◆ Exercise task ◆
Can you reproduce the data below, substituting "nonzero" for "even-odd" and leaving everything else unchanged?

◆ Data records ◆
--------------------------------

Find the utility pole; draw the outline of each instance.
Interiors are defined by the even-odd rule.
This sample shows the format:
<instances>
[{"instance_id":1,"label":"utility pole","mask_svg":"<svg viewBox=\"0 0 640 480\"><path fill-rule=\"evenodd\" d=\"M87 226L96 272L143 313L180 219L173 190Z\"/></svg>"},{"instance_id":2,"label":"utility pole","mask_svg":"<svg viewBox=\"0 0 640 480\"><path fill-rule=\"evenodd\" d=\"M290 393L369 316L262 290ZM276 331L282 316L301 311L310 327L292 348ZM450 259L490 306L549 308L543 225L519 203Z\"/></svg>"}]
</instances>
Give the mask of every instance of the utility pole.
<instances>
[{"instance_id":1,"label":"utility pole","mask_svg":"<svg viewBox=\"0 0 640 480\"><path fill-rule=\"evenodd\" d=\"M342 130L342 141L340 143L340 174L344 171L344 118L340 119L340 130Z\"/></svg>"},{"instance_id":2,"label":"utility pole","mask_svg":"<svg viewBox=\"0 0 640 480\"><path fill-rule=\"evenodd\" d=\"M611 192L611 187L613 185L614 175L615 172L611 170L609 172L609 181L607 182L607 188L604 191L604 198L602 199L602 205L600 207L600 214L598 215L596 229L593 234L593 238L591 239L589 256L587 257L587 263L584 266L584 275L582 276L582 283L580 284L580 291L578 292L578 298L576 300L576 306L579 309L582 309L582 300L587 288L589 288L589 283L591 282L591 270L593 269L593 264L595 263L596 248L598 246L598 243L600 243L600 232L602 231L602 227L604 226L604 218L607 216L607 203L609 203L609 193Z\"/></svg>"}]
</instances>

--------------------------------

◆ Response to the task ◆
Find the utility pole; draw the outline of each instance.
Interiors are defined by the nonzero rule.
This sample shows the format:
<instances>
[{"instance_id":1,"label":"utility pole","mask_svg":"<svg viewBox=\"0 0 640 480\"><path fill-rule=\"evenodd\" d=\"M87 226L96 272L143 313L180 219L173 190Z\"/></svg>"},{"instance_id":2,"label":"utility pole","mask_svg":"<svg viewBox=\"0 0 640 480\"><path fill-rule=\"evenodd\" d=\"M290 393L369 316L262 290ZM276 331L282 316L301 311L310 327L292 348ZM450 259L490 306L549 308L543 225L519 203Z\"/></svg>"}]
</instances>
Give the mask of every instance of the utility pole.
<instances>
[{"instance_id":1,"label":"utility pole","mask_svg":"<svg viewBox=\"0 0 640 480\"><path fill-rule=\"evenodd\" d=\"M342 130L342 141L340 143L340 174L344 171L344 118L340 119L340 130Z\"/></svg>"},{"instance_id":2,"label":"utility pole","mask_svg":"<svg viewBox=\"0 0 640 480\"><path fill-rule=\"evenodd\" d=\"M611 192L611 187L613 185L614 175L615 172L611 170L609 172L609 181L607 182L607 188L604 191L604 198L602 199L602 205L600 207L600 214L598 215L596 229L593 234L593 238L591 239L589 256L587 257L587 263L584 266L584 275L582 276L582 283L580 284L580 291L578 292L578 298L576 300L576 306L579 309L582 309L582 300L587 288L589 288L589 283L591 282L591 270L593 269L593 264L595 263L596 248L598 246L598 243L600 243L600 232L602 231L602 227L604 226L604 218L607 216L607 203L609 203L609 193Z\"/></svg>"}]
</instances>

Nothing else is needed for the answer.